Given task = Pull out every line in the rows below that contains the word "dappled", matching case exactly.

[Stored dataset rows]

┏━━

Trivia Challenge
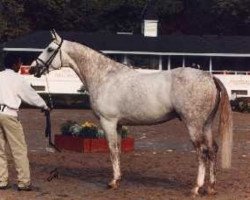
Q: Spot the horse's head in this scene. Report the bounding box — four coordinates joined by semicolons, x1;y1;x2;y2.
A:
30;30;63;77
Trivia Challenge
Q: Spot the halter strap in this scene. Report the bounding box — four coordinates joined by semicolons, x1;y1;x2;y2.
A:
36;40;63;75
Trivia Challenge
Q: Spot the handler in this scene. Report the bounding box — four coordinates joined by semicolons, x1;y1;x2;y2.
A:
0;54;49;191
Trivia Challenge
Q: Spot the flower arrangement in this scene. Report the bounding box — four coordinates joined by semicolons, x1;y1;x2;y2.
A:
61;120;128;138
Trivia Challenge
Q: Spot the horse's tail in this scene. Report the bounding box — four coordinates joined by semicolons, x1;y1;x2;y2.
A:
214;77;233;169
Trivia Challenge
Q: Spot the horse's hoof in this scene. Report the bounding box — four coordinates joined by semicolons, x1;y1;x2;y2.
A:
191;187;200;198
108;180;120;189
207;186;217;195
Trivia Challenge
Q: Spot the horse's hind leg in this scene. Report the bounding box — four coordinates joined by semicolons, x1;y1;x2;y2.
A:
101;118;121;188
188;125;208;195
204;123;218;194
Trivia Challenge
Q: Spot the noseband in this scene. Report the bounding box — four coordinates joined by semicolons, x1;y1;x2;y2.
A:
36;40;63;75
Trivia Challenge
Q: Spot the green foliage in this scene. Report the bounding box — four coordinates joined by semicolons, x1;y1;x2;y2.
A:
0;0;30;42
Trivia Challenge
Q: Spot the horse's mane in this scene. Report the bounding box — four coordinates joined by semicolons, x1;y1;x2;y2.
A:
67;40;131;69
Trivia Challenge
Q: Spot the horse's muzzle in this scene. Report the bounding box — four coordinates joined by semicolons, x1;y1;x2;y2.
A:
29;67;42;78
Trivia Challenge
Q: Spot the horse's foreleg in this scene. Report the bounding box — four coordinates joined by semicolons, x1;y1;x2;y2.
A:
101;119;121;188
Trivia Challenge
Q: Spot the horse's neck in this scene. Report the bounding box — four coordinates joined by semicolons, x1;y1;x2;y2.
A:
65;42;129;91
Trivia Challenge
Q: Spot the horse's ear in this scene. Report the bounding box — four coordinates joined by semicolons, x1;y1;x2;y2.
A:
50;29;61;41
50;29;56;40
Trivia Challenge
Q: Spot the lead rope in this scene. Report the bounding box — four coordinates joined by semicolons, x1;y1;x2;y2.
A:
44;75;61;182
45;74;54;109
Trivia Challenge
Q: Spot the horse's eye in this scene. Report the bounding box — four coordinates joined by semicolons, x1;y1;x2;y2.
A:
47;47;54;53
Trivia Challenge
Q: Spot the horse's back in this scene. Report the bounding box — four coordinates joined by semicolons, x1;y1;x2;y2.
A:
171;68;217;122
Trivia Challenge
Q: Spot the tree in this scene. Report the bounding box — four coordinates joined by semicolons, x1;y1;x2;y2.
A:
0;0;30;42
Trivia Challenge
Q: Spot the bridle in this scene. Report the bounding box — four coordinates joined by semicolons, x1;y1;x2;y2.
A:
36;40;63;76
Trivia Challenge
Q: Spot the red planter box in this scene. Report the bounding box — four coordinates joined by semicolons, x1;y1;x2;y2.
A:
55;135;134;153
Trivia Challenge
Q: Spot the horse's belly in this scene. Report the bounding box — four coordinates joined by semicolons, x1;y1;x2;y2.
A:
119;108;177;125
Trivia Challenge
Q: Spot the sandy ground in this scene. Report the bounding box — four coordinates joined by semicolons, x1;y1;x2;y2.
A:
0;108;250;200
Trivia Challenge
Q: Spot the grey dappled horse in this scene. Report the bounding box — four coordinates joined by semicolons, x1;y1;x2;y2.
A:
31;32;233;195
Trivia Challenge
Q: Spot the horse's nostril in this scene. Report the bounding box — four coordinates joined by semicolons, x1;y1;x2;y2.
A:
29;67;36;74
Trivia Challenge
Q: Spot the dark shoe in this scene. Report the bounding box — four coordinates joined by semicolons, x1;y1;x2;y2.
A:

┗━━

Completed task =
Q: Spot the grey dappled horse in this scene. Report the bounding box — four coordinates joined by semicolons, x1;y1;x2;y2.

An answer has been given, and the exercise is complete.